↓

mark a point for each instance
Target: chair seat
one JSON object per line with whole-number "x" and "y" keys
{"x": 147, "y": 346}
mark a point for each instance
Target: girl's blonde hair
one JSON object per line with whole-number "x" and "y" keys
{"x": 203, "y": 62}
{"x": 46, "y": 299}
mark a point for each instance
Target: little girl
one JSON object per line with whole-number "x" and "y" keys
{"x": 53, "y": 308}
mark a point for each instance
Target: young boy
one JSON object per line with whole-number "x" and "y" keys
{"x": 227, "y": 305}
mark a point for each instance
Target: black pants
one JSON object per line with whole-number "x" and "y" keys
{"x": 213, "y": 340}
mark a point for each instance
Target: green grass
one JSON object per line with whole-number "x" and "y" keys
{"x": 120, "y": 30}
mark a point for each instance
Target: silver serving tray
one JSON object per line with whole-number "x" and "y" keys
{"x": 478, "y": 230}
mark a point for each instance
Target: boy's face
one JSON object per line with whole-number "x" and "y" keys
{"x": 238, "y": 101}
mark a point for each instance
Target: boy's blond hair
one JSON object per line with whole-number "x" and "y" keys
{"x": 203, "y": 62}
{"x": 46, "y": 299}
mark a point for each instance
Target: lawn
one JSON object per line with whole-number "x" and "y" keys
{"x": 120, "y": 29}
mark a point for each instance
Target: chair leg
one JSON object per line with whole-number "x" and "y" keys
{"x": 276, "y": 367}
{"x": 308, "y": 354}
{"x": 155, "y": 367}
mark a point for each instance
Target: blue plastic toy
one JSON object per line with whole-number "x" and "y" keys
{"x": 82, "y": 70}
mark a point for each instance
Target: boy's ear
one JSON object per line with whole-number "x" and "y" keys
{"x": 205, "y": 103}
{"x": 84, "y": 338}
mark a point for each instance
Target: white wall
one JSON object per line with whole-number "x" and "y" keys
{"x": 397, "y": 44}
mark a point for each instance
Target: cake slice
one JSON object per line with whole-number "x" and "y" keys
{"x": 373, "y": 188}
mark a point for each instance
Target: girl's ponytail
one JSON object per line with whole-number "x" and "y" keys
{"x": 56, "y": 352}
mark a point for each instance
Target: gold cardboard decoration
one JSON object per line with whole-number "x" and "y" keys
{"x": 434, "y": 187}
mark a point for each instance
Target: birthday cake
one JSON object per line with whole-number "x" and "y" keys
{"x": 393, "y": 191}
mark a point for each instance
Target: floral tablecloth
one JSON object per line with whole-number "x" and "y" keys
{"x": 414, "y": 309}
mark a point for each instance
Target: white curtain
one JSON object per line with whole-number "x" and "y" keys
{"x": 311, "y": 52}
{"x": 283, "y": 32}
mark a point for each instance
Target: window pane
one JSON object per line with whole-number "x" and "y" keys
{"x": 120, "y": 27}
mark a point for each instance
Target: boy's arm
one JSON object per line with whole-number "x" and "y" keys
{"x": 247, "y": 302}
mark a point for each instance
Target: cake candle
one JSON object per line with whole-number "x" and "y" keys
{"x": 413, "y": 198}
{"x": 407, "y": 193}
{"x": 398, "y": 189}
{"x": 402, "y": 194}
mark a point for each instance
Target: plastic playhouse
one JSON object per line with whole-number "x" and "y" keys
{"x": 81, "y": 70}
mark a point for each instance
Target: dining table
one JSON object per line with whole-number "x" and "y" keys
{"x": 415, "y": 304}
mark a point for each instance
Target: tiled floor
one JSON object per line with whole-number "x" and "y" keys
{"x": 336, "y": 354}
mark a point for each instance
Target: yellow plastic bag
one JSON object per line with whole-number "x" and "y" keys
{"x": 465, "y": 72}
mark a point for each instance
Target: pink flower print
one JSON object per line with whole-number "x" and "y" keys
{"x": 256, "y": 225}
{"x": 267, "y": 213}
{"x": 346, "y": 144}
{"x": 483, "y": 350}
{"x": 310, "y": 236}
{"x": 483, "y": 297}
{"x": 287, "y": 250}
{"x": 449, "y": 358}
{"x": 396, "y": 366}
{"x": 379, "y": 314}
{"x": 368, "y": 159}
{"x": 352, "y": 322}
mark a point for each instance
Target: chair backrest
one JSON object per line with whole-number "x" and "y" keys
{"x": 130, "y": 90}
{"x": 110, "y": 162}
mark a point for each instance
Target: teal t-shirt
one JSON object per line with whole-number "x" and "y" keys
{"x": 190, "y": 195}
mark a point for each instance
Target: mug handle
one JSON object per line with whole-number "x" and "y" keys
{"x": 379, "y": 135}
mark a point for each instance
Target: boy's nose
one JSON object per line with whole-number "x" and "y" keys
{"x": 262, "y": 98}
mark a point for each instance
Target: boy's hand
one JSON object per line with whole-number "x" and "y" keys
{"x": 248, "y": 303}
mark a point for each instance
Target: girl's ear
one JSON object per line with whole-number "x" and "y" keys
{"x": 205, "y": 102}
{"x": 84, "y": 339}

↑

▶ _WHAT TO WORK ON_
Where the listing above has a line with "Target: little girl", start there, and output every line exactly through the line with "Target: green grass", which is also included.

▶ _EXERCISE ANSWER_
Target: little girl
one JSON object per line with whole-number "x" and "y" keys
{"x": 53, "y": 308}
mark a point for each instance
Target: young boy
one JSON object per line with whole-number "x" and "y" keys
{"x": 227, "y": 305}
mark a point for each instance
Target: black pants
one JSON object per line with whole-number "x" and "y" keys
{"x": 213, "y": 340}
mark a point for each instance
Target: green grass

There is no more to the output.